#### Vorliegender Textauszug
LAOLA1: In deiner zweiten Sparte, dem Biathlon, ging kürzlich die WM in Nové Mĕsto ohne Medaillengewinn Österreichs zu Ende. Ein Umstand, der dich kaum zufriedenstellen wird?

Gandler: Ich bin natürlich nicht zufrieden. Wir waren zweimal knapp dran, aber es hat nicht funktioniert. In dieser Liga kannst du dir das nicht erlauben. Die Medaille war zum Greifen nah, wir haben aber nicht hingelangt.

LAOLA1: Julian Eberhard hat sein WM-Debüt gefeiert und bei beiden Chancen gepatzt. Worin siehst du die Gründe dafür?

Gandler: Julian muss lernen, nicht zu viel zu wollen. Am Schießstand muss er sicher noch am meisten an sich arbeiten. Seine Laufleistung ist stark, das zeigt er ja von Rennen zu Rennen. Aus diesem Grund hätte ich ihn nicht ungern bei der Nordischen Ski-WM gesehen. Julian war für mich ein heißer Kandidat. Im Endeffekt gehört er jetzt aber zum Biathlon-Kader für Oslo. Aufgrund seiner Laufzeiten wäre ein Einsatz hier aber gerechtfertigt gewesen.

LAOLA1: Christoph Sumann kam nach einer schwachen Saison lediglich in der Staffel zum Einsatz und brach dort auf seiner letzten Runde völlig ein. Gibt es dafür bereits eine Erklärung?
########
Arbeitsauftrag 1:
Beantworten Sie mithilfe des Interviews die folgenden Fragen.
(a) In welchem Ort ging die Biathlon-WM zu Ende?
(b) Zu welchem Kader gehört Julian Eberhard laut Gandler im Endeffekt?
(c) In welchem Bewerb kam Christoph Sumann lediglich zum Einsatz?
Arbeitsauftrag 2: Schreiben Sie einen Abschnitt aus dem Interview wortgetreu ab. Beginnen Sie bei den Worten „LAOLA1: In deiner“ und hören Sie nach „aber nicht hingelangt.“ auf.
#### Datensatz
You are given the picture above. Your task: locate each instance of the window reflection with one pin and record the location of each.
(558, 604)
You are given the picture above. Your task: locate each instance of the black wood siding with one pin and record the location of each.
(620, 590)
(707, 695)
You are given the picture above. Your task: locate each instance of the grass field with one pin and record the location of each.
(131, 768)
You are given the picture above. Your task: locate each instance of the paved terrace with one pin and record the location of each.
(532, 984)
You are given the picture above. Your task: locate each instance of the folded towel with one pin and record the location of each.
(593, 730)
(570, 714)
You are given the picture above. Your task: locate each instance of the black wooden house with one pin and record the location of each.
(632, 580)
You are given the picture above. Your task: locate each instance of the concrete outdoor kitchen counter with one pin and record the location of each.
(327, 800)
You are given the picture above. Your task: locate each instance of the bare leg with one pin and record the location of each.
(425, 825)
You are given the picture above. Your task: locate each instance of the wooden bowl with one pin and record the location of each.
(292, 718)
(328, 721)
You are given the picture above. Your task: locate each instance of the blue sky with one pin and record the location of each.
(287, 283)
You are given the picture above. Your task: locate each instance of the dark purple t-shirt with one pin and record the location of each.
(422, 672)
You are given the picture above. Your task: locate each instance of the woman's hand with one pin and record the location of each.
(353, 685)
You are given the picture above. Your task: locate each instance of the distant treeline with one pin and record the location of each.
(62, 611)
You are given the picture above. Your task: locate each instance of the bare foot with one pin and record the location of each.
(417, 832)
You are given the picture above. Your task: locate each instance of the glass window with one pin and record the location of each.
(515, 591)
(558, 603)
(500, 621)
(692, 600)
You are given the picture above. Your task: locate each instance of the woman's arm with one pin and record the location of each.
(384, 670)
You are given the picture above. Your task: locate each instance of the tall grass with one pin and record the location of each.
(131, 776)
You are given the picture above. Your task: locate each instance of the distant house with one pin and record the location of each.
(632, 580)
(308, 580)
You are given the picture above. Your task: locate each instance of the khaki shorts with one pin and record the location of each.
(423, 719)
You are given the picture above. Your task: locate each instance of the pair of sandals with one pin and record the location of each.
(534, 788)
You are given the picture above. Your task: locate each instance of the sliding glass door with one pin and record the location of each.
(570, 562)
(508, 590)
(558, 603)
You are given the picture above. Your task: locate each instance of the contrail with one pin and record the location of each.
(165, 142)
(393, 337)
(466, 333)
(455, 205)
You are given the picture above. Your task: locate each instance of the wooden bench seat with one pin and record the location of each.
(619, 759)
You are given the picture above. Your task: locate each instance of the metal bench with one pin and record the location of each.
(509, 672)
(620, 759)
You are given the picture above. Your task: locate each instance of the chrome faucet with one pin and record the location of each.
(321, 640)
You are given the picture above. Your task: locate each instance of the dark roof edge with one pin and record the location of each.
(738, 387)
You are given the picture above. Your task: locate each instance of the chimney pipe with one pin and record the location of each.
########
Lösung 1:
(a) In Nové Mĕsto.
(b) Zum Biathlon-Kader für Oslo.
(c) In der Staffel.

Lösung 2:
LAOLA1: In deiner zweiten Sparte, dem Biathlon, ging kürzlich die WM in Nové Mĕsto ohne Medaillengewinn Österreichs zu Ende. Ein Umstand, der dich kaum zufriedenstellen wird?

Gandler: Ich bin natürlich nicht zufrieden. Wir waren zweimal knapp dran, aber es hat nicht funktioniert. In dieser Liga kannst du dir das nicht erlauben. Die Medaille war zum Greifen nah, wir haben aber nicht hingelangt.